Car is a 94 mustang gt, T5, with cia and 3.73's. Ran a best of 14.3 in the quarter before we started the tear down.

Already picked up some used pieces as this is a budget build. Trickflow Street Heat intake (upper and lower), high flow elbow, 75mm throttle body, and an SCT chip with Bama tune (got this new and they will update a tune for it once the build is done).

We were looking for good deals on used heads before we picked up a cam. Came across a set of Holly Systemax Aluminum Heads for a great price.

Specs on Heads:
Holly Systemax Heads, Casting #12113B, 34R, #12156, holly part number part #300-574
2.02 / 1.60 Valves
170cc Intake
71cc Exhaust
63cc Combustion Chambers
Pedestal Mount Rocker Mounts
Race Ported

Bought them from an old guy that said they had been "Race Ported" by an old school Circle track legend (don't recall the name) but didn't have any additional information of the port work. They came with new springs and Comp 1.6 Roller Rockers and only have about 500miles on everything.

▸ INFORMATION PROVIDED
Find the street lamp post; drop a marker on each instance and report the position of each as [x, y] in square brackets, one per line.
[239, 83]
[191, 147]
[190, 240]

▸ REQUEST
Continue the write-up on the 1994 Mustang GT budget build, starting right after its last sentence about the heads' springs and rockers.

▸ REPLY
So now were looking for a cam. The car is a daily driver but want to maximize 1/4 times for this set up. Dyno #'s don't matter, just want a cam that will pull hard into the upper RPM, and maximizes this head setup, without loosing a ton of bottom end (but understand some will be lost). Goal would be to get it down to low 13's and also be able to roll race here or there but it's primarily a dig car.


Would also like to not have to flycut the pistons if at all possible to save money on buying the fly cutting tools.

Looking at the TFS Stage 2 cam or the XE-274HR. The cam we are willing to buy new as they are only about $70 more than the alphabet cams.

Are these good cam's for the setup? Would they require fly cutting? I know the heads are a little big so is there a specific cam that would work better for the increased valve size and runner volume?

We will be measuring for PTV and measuring for Push Rod length once everything gets put together. And we'll need to go to a 24# injector correct? It's got a brand new stock fuel pump, will that work or does it HAVE to be upgraded? Will also be putting a new timing chain, oil pump, head gaskets ect. to complete the build.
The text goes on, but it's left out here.